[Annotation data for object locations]
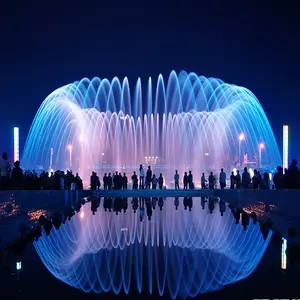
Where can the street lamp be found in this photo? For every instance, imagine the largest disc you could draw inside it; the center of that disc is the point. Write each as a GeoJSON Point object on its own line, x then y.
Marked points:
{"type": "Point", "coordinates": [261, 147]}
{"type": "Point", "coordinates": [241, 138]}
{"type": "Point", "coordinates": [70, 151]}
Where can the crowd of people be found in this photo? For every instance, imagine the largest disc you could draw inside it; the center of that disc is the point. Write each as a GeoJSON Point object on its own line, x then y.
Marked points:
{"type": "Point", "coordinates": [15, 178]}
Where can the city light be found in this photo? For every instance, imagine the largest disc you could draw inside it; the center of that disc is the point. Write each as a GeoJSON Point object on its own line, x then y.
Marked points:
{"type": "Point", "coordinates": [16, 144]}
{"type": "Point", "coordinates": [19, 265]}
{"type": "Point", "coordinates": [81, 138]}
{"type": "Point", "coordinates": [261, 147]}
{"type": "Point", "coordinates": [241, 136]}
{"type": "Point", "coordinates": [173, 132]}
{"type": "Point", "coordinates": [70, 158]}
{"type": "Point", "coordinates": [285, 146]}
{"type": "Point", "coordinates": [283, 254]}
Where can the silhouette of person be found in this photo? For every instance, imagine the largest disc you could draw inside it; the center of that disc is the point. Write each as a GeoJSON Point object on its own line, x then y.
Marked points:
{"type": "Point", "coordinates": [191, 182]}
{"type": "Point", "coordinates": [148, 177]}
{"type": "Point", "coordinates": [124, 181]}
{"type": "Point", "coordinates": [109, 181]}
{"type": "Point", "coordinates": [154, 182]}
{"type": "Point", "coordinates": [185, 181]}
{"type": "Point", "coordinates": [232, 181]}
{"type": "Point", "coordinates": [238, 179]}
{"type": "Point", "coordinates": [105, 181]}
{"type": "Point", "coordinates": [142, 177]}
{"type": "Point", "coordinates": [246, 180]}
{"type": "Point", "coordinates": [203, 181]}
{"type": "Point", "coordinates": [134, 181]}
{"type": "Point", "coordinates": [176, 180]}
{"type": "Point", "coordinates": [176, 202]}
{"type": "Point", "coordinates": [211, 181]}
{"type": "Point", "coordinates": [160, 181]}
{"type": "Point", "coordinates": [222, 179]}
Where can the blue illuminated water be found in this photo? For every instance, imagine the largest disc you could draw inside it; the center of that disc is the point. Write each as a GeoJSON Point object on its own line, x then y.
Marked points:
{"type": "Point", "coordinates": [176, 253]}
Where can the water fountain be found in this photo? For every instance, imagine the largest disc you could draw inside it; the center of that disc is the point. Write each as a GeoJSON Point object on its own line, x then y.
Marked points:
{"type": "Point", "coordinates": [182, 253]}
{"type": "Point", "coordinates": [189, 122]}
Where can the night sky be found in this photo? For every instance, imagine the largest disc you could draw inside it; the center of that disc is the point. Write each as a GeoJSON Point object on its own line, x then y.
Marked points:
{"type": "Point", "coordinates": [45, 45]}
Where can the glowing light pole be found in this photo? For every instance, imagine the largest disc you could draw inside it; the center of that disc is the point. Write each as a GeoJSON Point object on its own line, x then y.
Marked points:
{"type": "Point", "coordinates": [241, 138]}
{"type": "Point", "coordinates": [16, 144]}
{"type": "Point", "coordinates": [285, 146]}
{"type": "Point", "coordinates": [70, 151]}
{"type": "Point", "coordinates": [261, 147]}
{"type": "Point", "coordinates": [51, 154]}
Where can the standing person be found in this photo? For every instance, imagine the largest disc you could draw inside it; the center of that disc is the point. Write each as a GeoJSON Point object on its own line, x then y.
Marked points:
...
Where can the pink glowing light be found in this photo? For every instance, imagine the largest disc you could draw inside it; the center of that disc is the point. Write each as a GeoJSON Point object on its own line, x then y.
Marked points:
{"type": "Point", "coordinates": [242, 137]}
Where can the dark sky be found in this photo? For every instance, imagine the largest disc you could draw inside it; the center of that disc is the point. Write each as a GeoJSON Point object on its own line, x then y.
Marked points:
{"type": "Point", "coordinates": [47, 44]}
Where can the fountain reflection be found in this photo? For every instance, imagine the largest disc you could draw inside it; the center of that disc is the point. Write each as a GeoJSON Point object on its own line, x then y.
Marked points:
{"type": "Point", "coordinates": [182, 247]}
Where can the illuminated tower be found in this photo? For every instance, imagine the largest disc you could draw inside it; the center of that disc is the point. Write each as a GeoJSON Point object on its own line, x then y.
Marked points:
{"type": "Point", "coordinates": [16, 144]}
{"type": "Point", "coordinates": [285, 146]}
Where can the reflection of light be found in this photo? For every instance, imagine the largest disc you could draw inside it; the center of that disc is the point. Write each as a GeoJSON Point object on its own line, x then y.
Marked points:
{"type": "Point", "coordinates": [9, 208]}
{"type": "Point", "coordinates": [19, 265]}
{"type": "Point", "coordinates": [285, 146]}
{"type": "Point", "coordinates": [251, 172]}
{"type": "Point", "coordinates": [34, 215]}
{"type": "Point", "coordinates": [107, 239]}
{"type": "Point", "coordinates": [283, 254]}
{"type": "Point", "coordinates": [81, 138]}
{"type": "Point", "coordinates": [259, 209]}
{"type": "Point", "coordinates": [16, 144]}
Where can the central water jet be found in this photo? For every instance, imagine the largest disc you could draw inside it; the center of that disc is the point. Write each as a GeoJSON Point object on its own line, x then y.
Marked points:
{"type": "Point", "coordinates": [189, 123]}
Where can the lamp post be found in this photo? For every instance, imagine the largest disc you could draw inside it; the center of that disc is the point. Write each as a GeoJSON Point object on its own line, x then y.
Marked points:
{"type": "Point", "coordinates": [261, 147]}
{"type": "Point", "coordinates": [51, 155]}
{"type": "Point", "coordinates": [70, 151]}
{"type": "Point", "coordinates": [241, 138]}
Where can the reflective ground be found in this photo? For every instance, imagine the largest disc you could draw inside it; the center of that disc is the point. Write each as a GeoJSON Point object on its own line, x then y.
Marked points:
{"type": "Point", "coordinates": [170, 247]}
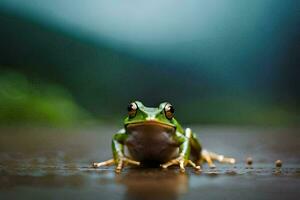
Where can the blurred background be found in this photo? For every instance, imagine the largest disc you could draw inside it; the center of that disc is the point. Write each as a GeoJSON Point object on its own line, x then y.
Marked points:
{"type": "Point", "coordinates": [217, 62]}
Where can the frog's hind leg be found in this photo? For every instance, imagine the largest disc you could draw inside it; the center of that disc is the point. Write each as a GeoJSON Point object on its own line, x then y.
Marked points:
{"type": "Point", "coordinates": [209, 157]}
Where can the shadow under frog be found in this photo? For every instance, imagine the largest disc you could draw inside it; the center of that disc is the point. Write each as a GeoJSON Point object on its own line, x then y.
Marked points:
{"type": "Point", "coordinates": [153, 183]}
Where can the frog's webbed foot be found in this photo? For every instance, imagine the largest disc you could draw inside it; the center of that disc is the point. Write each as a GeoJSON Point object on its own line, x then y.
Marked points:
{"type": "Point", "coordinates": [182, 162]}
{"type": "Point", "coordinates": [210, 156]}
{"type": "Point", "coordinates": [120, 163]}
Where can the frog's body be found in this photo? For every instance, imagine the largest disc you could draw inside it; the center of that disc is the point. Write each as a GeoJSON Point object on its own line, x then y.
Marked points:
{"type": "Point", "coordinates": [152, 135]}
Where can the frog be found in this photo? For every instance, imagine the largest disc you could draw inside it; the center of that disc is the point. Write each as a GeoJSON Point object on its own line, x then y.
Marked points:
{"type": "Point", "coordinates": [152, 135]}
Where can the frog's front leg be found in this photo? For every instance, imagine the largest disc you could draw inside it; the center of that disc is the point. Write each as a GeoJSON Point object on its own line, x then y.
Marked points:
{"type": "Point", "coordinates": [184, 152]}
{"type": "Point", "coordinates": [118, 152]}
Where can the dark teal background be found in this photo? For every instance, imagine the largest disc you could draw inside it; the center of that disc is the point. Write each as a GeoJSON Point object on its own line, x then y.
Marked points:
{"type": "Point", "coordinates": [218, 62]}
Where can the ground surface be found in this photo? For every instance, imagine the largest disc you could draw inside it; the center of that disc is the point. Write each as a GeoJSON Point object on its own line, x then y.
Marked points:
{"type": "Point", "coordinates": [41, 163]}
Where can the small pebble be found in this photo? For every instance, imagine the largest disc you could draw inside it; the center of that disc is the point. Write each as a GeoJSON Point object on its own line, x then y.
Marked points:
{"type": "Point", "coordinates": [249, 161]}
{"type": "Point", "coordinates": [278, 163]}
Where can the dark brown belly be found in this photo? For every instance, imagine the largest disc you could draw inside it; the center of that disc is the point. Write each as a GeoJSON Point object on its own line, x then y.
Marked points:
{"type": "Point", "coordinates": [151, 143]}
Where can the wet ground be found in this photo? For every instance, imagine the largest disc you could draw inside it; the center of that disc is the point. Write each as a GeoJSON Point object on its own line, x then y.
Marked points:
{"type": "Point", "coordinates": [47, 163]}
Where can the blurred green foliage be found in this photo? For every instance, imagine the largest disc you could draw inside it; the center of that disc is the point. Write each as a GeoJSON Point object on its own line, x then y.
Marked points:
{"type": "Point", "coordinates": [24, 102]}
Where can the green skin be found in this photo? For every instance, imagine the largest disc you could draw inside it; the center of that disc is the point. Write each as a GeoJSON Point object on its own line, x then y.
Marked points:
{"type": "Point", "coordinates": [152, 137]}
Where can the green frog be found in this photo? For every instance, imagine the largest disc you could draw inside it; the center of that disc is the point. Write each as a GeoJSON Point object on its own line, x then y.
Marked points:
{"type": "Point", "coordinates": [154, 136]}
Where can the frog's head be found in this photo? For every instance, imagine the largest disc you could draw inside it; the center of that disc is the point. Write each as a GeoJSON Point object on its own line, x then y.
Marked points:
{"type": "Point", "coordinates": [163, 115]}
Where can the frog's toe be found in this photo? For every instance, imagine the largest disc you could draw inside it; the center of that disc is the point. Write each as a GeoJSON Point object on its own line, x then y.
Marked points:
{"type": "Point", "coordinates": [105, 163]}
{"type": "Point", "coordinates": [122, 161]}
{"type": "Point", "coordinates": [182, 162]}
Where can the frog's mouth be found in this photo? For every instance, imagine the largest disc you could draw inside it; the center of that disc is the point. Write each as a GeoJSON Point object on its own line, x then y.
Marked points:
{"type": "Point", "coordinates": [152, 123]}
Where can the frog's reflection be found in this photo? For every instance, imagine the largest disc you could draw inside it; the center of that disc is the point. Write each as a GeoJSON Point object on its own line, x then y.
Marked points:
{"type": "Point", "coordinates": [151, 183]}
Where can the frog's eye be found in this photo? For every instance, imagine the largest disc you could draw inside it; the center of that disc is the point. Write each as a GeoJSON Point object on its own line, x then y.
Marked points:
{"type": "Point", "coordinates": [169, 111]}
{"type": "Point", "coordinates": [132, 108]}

* WRITTEN TASK *
Pull out each line of the rows that contains the word "under", copying every such line in full.

* EXERCISE OUTPUT *
Where can the shadow under frog be found in this photo? For every instance, imagine the largest disc you could draw inside it; the center of that disc is the point. Write each as a GeoJSON Point object on its own line, x then y.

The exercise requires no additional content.